§ **Problem**
Copy the material below word for word, beginning with its first line and continuing through the line that contains "pixel 80 25", including that line.

Stored items
____

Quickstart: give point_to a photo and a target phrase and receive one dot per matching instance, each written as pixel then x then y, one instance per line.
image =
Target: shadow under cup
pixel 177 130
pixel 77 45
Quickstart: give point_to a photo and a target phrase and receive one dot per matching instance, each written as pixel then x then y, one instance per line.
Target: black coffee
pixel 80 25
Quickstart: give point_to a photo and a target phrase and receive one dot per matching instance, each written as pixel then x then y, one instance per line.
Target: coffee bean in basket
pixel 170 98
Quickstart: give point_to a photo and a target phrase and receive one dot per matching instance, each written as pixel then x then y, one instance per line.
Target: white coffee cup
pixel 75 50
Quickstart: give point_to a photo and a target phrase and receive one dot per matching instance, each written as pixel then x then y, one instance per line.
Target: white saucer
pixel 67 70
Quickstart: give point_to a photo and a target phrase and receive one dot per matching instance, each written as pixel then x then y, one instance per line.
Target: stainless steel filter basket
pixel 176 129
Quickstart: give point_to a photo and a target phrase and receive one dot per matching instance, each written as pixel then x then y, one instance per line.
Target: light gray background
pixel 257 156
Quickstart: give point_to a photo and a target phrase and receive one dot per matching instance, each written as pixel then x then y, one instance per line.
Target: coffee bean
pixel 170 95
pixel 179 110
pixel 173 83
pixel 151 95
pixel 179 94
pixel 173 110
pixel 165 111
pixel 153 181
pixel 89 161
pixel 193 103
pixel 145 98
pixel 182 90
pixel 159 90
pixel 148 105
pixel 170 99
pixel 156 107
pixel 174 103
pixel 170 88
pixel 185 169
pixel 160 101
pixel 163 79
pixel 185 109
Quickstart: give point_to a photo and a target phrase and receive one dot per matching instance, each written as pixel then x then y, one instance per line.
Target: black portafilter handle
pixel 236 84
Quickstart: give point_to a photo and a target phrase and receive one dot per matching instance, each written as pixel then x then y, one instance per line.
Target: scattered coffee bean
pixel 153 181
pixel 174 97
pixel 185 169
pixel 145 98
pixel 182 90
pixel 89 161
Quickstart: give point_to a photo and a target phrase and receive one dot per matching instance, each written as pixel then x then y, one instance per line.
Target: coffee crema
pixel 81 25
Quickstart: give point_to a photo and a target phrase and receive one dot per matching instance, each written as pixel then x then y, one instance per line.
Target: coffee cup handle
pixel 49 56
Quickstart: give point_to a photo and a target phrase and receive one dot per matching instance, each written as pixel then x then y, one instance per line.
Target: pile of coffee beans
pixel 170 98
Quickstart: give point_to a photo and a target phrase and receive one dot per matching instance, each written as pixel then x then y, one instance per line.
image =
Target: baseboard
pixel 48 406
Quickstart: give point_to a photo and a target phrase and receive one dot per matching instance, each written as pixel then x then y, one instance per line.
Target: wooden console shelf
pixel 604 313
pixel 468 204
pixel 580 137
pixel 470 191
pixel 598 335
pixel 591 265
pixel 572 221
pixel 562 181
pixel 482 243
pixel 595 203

____

§ **Expected answer**
Quickstart: give point_to a photo and a target phrase and receive one dot per matching instance, each written as pixel then x then y, one instance per line.
image =
Target: shadow under cup
pixel 177 130
pixel 77 45
Quickstart: give point_to a photo and a target phrase and receive one dot per matching instance, each written as pixel then x then y, one instance per line.
Target: black coffee
pixel 80 25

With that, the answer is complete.